» **Required task**
Gather each line of the material that contains the string "metal".

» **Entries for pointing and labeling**
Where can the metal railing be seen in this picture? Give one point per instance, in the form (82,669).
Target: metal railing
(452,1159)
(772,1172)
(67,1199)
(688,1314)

» **Solution to the problem**
Where can the metal railing be seen in this picture? Give one point per instance, in the form (82,669).
Target: metal railing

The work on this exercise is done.